■ Goal of the exercise
Identify and copy each line of the records below that contains the word "wooden".

[A block of data]
━━━━━━

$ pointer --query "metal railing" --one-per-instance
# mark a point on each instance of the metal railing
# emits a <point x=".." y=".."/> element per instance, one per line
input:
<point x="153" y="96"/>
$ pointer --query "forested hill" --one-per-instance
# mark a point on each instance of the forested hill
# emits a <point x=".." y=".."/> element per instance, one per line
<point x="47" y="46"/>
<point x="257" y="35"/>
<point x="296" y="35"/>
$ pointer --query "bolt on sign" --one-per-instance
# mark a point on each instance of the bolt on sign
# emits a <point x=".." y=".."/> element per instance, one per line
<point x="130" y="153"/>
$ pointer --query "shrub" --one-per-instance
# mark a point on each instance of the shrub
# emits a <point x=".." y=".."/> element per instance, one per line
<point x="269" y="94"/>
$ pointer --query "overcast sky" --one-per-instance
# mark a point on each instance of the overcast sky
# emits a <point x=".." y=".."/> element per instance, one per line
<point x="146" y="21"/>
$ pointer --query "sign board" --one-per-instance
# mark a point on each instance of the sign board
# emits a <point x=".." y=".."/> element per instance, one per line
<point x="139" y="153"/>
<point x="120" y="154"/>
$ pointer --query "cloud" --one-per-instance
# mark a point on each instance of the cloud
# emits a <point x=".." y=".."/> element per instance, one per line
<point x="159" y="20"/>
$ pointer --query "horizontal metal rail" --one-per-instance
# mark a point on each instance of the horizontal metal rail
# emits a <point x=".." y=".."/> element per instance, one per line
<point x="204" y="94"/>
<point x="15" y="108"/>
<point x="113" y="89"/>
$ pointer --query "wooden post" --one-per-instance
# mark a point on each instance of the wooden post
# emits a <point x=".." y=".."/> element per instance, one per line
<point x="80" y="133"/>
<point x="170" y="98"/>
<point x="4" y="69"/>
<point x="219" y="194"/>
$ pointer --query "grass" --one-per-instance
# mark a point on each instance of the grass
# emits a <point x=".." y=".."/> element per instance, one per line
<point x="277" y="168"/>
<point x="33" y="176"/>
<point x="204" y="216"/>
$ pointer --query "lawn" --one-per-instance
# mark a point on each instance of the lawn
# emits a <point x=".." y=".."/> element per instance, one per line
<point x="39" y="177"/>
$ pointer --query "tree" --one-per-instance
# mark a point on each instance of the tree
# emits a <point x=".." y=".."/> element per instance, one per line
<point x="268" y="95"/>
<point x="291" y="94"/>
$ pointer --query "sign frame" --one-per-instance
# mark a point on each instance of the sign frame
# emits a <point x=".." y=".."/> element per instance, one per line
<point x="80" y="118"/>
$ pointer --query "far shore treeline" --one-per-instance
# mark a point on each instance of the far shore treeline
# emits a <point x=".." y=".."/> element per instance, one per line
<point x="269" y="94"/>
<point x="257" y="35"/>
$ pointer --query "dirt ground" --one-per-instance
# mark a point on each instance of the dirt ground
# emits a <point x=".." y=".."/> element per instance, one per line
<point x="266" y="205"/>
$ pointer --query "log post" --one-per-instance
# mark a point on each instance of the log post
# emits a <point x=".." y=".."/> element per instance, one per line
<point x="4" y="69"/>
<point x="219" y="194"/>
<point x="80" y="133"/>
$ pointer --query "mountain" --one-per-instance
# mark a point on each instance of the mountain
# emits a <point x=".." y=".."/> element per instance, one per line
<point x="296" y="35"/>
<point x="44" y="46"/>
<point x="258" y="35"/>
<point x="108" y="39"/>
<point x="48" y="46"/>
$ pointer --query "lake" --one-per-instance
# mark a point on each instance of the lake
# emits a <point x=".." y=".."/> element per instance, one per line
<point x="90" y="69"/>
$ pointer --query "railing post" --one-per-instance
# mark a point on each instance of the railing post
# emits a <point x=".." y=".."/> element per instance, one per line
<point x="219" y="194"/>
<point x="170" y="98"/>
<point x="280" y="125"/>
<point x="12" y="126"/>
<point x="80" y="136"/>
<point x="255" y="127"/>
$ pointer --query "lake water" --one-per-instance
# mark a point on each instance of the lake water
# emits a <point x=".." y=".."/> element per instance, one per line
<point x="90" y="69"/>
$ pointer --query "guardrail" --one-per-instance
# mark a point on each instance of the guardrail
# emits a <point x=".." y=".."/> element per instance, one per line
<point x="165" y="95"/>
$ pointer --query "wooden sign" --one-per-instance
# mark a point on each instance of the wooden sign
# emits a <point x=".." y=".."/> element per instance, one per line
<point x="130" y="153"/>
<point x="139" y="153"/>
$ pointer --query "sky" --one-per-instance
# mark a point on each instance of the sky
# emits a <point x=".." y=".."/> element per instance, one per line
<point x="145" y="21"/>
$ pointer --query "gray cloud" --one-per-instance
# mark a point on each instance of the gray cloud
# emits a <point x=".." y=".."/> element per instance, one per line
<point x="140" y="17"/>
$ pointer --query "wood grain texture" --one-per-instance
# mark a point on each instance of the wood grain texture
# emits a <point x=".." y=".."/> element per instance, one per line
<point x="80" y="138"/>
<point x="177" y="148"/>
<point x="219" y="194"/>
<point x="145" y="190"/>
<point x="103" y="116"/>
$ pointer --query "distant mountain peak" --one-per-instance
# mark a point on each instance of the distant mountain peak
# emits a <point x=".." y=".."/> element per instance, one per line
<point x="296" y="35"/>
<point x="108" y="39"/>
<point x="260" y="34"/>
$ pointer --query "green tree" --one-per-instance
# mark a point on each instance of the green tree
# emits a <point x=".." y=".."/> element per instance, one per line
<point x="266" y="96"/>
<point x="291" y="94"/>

━━━━━━

■ Finished task
$ pointer --query "wooden post" --one-per-instance
# mark a point on each instance of the wooden post
$ pointer --query "wooden sign" --one-per-instance
# mark a point on each instance of the wooden sign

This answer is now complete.